* **Data records**
────────────────

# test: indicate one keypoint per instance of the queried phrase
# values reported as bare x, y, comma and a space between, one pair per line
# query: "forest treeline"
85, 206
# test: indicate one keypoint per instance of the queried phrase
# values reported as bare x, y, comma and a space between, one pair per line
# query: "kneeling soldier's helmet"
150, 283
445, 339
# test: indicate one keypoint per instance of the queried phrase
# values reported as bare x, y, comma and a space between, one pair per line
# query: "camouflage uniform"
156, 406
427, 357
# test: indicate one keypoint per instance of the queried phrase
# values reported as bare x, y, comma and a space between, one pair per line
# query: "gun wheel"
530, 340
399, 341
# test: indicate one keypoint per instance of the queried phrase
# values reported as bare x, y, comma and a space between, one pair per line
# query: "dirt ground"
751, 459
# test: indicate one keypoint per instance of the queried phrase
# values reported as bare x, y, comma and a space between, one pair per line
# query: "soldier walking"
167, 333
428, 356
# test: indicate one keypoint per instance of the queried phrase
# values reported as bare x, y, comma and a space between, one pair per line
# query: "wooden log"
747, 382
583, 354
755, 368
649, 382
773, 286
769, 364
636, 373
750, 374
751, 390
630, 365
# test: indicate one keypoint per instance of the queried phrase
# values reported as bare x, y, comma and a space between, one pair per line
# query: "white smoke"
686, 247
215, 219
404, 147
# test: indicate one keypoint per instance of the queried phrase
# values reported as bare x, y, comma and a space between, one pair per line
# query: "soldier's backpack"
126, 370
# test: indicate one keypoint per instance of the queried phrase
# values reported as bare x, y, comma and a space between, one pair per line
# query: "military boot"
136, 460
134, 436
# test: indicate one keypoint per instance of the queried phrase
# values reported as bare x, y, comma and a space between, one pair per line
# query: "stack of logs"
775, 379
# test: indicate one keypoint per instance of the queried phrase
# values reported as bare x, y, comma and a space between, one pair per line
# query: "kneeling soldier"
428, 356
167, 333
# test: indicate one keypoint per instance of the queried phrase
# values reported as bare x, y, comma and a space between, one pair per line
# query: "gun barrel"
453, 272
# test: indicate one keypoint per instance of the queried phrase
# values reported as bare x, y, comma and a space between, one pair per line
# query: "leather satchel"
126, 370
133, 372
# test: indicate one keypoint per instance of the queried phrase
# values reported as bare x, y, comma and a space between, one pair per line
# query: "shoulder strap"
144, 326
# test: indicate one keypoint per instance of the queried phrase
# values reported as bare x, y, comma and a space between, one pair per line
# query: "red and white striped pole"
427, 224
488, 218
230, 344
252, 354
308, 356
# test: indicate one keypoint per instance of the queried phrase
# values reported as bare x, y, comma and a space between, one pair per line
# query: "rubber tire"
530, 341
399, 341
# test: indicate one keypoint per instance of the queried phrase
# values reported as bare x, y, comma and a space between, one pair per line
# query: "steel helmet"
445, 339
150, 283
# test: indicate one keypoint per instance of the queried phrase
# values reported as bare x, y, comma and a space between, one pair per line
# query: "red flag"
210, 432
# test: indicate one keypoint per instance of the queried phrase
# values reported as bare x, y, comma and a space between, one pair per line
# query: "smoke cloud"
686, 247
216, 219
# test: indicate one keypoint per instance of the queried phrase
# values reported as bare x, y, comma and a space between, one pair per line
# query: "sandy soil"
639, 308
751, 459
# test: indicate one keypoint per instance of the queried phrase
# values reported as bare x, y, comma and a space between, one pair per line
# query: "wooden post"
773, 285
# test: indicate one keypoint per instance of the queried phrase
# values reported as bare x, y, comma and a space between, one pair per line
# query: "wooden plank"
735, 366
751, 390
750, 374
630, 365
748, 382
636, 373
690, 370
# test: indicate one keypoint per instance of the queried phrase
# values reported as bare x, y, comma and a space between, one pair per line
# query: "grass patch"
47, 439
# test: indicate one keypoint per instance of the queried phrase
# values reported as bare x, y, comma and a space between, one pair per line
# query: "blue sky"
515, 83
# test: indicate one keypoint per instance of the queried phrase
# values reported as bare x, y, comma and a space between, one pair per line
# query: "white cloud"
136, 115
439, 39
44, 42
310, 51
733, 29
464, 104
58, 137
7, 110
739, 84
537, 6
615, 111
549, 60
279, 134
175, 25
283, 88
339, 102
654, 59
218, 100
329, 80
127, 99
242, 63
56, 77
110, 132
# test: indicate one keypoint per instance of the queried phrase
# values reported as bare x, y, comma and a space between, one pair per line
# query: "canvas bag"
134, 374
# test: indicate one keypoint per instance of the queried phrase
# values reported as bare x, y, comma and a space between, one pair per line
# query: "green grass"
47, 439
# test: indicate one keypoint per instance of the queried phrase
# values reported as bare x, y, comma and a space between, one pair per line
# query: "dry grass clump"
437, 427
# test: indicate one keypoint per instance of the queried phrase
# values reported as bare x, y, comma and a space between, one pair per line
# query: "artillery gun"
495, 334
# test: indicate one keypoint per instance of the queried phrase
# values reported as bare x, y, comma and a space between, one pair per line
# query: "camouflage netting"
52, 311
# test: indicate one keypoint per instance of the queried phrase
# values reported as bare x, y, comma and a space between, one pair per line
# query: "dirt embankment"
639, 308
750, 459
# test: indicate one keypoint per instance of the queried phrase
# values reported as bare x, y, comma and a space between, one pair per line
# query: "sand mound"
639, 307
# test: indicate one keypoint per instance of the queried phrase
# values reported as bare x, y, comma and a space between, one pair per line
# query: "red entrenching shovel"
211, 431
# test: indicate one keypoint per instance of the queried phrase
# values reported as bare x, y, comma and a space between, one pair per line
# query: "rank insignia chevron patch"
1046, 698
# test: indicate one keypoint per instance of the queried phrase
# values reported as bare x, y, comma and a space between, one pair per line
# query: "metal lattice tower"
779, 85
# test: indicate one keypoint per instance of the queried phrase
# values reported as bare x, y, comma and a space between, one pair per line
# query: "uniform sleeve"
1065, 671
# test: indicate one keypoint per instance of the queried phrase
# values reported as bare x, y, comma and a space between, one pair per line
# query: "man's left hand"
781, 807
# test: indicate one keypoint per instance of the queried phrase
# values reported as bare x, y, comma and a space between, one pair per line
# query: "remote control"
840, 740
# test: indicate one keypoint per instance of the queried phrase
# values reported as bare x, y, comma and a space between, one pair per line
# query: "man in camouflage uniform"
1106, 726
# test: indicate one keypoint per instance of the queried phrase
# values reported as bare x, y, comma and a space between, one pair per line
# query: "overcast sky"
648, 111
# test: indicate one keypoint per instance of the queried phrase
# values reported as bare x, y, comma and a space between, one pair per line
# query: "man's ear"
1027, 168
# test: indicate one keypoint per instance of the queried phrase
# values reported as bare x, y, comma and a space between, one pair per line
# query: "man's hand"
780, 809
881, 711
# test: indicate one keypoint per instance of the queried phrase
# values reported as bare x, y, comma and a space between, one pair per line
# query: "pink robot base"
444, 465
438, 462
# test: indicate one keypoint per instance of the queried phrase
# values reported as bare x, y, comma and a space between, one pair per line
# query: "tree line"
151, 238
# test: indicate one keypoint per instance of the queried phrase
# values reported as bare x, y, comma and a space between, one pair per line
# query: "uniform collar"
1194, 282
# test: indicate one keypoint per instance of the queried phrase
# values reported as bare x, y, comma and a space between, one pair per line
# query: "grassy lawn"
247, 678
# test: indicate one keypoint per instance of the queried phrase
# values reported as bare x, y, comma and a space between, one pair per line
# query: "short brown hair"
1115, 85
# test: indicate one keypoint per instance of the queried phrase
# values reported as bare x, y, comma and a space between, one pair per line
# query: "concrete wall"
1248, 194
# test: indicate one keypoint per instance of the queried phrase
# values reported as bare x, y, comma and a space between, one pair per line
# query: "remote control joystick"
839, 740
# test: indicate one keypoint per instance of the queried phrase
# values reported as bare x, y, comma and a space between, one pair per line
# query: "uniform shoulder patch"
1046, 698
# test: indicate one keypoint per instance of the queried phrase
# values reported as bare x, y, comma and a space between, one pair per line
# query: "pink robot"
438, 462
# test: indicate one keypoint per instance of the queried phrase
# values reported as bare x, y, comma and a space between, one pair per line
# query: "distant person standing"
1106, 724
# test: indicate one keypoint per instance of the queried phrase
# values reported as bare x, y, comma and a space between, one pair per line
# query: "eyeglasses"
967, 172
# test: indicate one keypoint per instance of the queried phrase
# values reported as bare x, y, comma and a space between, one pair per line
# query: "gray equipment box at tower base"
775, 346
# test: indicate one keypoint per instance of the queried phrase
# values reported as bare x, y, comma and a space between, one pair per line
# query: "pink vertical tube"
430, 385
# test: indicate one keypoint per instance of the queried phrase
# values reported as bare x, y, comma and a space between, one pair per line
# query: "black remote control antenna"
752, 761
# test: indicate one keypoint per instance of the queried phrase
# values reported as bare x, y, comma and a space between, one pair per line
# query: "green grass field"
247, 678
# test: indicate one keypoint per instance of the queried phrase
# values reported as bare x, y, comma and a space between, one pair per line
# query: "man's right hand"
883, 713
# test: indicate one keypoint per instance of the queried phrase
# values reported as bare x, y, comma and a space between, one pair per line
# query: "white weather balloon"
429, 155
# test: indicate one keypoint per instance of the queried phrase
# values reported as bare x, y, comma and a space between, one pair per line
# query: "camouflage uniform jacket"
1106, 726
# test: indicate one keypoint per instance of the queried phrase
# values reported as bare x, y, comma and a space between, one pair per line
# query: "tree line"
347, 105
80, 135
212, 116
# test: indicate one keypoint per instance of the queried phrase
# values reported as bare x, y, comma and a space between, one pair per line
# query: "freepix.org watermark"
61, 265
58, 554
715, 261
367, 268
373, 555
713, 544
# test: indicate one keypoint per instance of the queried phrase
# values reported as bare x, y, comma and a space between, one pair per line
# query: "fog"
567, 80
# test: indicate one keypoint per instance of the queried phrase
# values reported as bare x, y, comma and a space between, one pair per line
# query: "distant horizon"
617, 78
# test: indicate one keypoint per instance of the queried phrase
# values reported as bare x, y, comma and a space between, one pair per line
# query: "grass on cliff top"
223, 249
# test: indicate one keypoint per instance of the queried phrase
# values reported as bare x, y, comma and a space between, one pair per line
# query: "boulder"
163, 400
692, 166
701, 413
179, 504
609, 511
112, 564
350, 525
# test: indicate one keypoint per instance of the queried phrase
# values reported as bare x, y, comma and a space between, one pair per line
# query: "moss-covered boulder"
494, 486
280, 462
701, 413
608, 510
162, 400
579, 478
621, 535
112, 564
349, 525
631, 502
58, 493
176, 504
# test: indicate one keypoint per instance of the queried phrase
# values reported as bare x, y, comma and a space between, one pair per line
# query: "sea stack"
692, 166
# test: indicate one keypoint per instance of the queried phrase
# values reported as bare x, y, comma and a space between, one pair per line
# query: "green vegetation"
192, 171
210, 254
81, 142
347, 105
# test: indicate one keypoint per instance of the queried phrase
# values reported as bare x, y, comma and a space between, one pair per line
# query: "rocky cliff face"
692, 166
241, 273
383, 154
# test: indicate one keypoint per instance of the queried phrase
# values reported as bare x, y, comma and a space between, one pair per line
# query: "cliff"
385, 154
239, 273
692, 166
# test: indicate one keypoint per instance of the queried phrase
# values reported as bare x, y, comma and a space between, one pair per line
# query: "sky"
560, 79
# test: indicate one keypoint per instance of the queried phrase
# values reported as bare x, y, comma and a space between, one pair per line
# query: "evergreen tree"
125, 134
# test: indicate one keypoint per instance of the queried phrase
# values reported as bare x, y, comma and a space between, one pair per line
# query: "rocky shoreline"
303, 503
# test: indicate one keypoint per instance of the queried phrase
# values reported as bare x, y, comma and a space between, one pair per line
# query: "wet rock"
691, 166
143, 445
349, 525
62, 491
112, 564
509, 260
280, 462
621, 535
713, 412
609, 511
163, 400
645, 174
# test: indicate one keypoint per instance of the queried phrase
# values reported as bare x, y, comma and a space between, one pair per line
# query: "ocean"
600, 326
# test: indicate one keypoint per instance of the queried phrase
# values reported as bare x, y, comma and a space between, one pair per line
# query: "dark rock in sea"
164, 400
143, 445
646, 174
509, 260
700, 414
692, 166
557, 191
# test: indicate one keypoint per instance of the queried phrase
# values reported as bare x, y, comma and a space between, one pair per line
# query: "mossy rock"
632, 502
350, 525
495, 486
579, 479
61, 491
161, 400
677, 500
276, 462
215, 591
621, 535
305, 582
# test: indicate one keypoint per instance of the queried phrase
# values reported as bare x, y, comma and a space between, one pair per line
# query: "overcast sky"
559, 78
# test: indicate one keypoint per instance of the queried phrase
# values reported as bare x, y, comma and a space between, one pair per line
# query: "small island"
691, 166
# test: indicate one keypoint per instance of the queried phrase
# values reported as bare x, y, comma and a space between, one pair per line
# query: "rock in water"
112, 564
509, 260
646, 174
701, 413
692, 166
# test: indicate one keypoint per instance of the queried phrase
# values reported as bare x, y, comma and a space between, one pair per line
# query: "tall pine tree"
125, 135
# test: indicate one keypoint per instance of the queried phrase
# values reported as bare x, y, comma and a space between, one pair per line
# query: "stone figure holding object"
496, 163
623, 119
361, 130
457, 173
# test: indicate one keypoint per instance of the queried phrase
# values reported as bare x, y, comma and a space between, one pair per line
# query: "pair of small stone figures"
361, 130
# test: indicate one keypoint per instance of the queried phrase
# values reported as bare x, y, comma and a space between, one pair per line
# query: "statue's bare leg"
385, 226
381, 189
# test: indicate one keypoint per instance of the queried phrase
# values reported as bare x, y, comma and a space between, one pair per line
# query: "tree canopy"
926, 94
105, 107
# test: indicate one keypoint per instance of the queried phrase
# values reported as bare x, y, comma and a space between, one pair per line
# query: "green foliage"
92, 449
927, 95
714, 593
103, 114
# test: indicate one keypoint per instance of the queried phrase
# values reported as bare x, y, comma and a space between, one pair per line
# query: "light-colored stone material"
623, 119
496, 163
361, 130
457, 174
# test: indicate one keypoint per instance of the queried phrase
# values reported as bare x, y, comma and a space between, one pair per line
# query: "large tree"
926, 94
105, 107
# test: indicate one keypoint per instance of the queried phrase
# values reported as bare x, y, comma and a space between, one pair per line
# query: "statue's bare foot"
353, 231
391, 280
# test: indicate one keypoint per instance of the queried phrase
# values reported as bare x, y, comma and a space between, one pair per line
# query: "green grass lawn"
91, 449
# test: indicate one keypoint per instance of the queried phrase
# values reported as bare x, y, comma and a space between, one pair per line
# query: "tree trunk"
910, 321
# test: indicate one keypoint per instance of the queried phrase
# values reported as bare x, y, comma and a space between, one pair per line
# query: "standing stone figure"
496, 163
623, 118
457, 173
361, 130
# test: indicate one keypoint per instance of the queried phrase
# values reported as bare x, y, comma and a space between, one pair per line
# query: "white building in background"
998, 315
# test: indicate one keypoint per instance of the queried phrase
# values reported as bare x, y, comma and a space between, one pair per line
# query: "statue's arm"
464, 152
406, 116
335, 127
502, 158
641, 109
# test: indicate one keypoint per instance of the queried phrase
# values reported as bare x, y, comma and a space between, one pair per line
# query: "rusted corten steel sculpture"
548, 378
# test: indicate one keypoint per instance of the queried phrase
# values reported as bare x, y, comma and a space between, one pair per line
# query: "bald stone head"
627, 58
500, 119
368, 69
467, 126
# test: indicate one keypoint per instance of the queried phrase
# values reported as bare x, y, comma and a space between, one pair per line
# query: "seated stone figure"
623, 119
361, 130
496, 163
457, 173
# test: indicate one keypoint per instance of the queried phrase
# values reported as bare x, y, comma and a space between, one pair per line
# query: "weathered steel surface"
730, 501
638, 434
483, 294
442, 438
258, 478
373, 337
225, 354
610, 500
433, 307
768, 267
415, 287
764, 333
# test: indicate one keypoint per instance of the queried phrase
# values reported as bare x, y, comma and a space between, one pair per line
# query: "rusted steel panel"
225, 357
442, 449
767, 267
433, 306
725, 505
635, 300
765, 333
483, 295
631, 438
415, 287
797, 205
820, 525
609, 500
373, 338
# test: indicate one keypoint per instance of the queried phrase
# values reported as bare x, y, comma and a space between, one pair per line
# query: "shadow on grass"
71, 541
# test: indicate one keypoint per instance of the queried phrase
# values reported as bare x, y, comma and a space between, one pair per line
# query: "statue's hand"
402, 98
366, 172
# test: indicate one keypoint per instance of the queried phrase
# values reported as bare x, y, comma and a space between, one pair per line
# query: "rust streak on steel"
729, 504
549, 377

────────────────

* **Exercise**
From the material above, keep only the lines that contain the string "tower". Matching is case-sensitive.

* **Answer to this problem**
# query: "metal lattice tower"
# query: "gray equipment box at tower base"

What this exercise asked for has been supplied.